Quoted text =>
The largest number of studies on forecast models was realized in the field of food, with 25.3% of the total works identified in the literature. This field is composed by studies on crop and sowing forecasts, beverage demands, and short- and long-term food demands. Studies on forecasts of perishable food demand constitute only 7.23% of the total research consulted. Forecasts of demand in the electric power sector are also notable during the period analyzed, 20.48% of total publications.
DISCUSSION
The results obtained make it possible to identify a series of aspects that constitute the fundamental axis to make the analysis of the different forecast models during the period 2013-2018. These aspects are: analysis of the consulted bibliography, characteristics of the main models and forecasting techniques to predict the demand of perishable food products, research limitations and suggestions for future research.
Discussion of the results of the analysis of the consulted bibliography
Eksoz et al. (2014) identifies in his research that the year with the highest number of publications on collaborative forecasts in food supply chains is 2011 and 2013 is one of the years with the lowest number of such studies. Ghalehkhondabi et al. (2016) determined in his article that the year with the most publications on forecast models was 2014. Contrary to these studies, the authors of this research determined that the year with the least number of publications was 2014 and the year with the most researches was 2015.
Eksoz et al. (2014), states that the United States and the United Kingdom are the countries with the greatest contributions in the field of forecasting during the period 2011-2013. This research determined that during the period 2013-2018, China is the country with the largest number of publications on demand forecasts and that the Latin American and Asian regions are the leading geographic areas in this regard.
Eksoz et al. (2014) in his analysis explains that surveys are the most commonly used research methods. Ghalehkhondabi et al. (2016) states in his review that case studies are the most commonly used research methods. The present study identified empirical studies as the research methods most used by authors during the period 2013-2018.
Kumar et al. (2013) and Qamar and Khosravi (2015) highlight the widespread use of soft computing methods and that there is also a clear trend towards the use of hybrid models. Estupiñan et al. (2016) argue that soft computing models, specifically the algorithms of vector support machines, are widely used. In accordance with the results obtained by these authors, in the present research we determined that models based on time series and soft computing techniques are widely used. In addition, there is a considerable amount of researches where hybrid models are applied.
Regarding the fields of application, the authors of this research determined that the studies on forecast models during the period 2013-2018 focus their application on topics related to food, electricity and retail trade. In accordance with Sivanandam and Ahrens (2015), we identified that recently researches on forecasts of perishable product demands is insufficient.
Characteristics of the main models and forecasting techniques for predicting the demand for perishable food products
This section is about the main characteristics of forecasting models and techniques to predict the demand for perishable food products used in the consulted literature. The analysis focuses on the following aspects: factors that influence the demands of perishable products, input variables used in the models consulted in the literature, forecasting horizons, forecasting models used and main methods to calculate the accuracy of these models. It also describes some considerations made by different authors on strengths and weaknesses of the main quantitative forecast models.

Information supplied =>
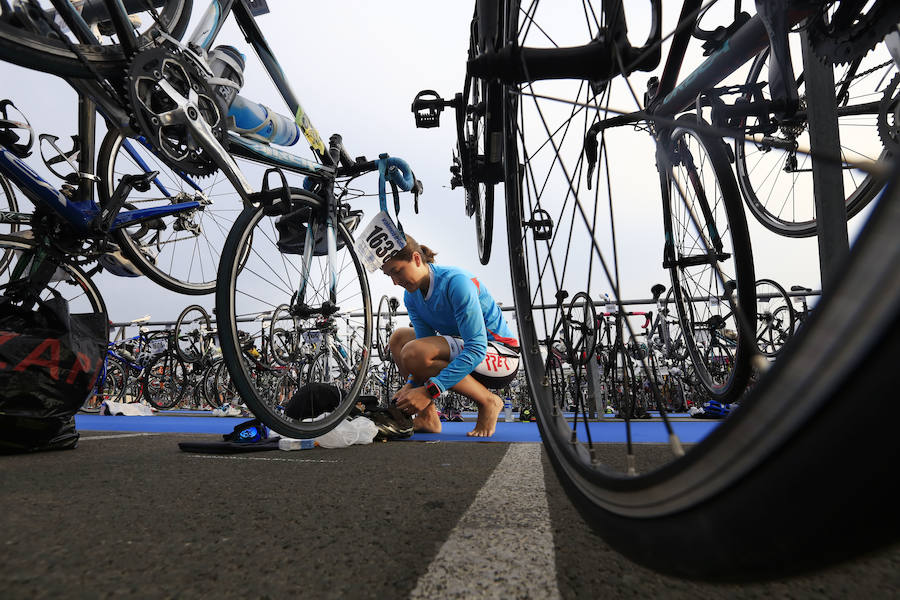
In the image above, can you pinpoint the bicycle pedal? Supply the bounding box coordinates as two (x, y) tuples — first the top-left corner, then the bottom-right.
(412, 90), (446, 129)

To-do list =>
1. Write out the part of the forecasting review that runs from "Eksoz et al. (2014) in" to "authors during the period 2013-2018.".
2. List every work the forecasting review cites by author and year.
3. Continue the forecasting review from its last sentence.

Replies =>
1.
Eksoz et al. (2014) in his analysis explains that surveys are the most commonly used research methods. Ghalehkhondabi et al. (2016) states in his review that case studies are the most commonly used research methods. The present study identified empirical studies as the research methods most used by authors during the period 2013-2018.

2.
Eksoz et al. (2014)
Ghalehkhondabi et al. (2016)
Kumar et al. (2013)
Qamar and Khosravi (2015)
Estupiñan et al. (2016)
Sivanandam and Ahrens (2015)

3.
Factors influencing perishable product demands
Forecasting the demand for perishable agricultural products is a complicated task, due to the influence of factors such as climate change, holidays and changing consumer preferences (Leung et al., 2013). Eksoz et al. (2014) considers that the short shelf-life of these foods, price changes related to product’s deterioration levels, volatile demand and climatic conditions, obstruct forecasts of perishable products.
Variations in customer’s demand make it difficult for sellers to make forecasts (Sivanandam and Ahrens, 2015). According to Sivanandam and Ahrens (2015), these variations can be classified into short-term fluctuations (holidays, promotions), medium-term seasonal patterns (school holidays, etc.) and long-term trends (economic situations).
According to Pavlovna and Grigorievna (2015), price dynamics, population indices and the purchasing power of the population are among the factors that most affect the demand for food. Kotaro (2015), argues that food sales are influenced by environmental factors such as climate, advertising campaigns and local events.
The factors that influence the object to be predicted allow us to determine the patterns and algorithms that best fit the predictions to be made (Kotaro, 2015). In order to improve the accuracy of forecasts, it is important to consider these factors as part of the input variables of the applied models (Sivanandam and Ahrens, 2015; Ma et al., 2016).
Input variables used in the models analyzed
Leung et al. (2013) uses two types of independent variables to predict the demands of perishable agricultural products: historical sales data and uncertain data, the latter is relating to climate, temperature values, holidays and the characteristics of past days and weeks. Historical sales data is obtained through time series analysis. In the analysis of these data, Leung et al. (2013) applies smoothing and normalization methods to eliminate singular and out-of-range values. Leung et al. (2013) uses fuzzy logic methods to analyze uncertain data.
Eksoz et al. (2014), in his research argues that the integration of supply chain partners in the perishable products market, as well as the exchange of accurate information, is the key to improving collaborative forecasting. In his study, it proposes a collaborative working environment that uses information shared between partners in perishable food supply chains as a fundamental input parameter.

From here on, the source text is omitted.